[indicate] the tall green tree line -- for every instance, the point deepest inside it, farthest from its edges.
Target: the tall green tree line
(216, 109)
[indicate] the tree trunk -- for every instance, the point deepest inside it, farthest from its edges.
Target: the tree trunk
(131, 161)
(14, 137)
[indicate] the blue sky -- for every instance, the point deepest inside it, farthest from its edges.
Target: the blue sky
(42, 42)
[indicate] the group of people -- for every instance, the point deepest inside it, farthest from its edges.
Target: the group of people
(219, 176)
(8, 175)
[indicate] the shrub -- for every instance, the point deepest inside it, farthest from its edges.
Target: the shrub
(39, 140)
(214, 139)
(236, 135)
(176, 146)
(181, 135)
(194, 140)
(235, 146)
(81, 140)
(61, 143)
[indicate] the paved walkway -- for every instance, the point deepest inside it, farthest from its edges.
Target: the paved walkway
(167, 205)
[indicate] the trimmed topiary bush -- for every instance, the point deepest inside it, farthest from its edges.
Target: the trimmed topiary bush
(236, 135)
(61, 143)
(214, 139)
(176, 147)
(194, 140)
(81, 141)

Given request: Rewrite the records from the line containing "[indicate] the shrub" through the end of the records, replacing "paved walkway" with "stone path" and leaving everything else unchanged.

Exercise output:
[indicate] the shrub -- for every instance, the point deepest inside it, farthest from its edges.
Target: the shrub
(39, 140)
(214, 139)
(236, 135)
(176, 146)
(181, 135)
(194, 140)
(235, 146)
(81, 140)
(61, 143)
[indicate] the stone path -- for every instance, the point deepest inside it, farthest from its edges.
Target: the stone path
(167, 205)
[indicate] the trimmed topiary bush -- for every instance, the point deepest inside it, farthest from its edges.
Target: the trimmed topiary bush
(236, 135)
(61, 143)
(214, 139)
(176, 147)
(194, 140)
(81, 141)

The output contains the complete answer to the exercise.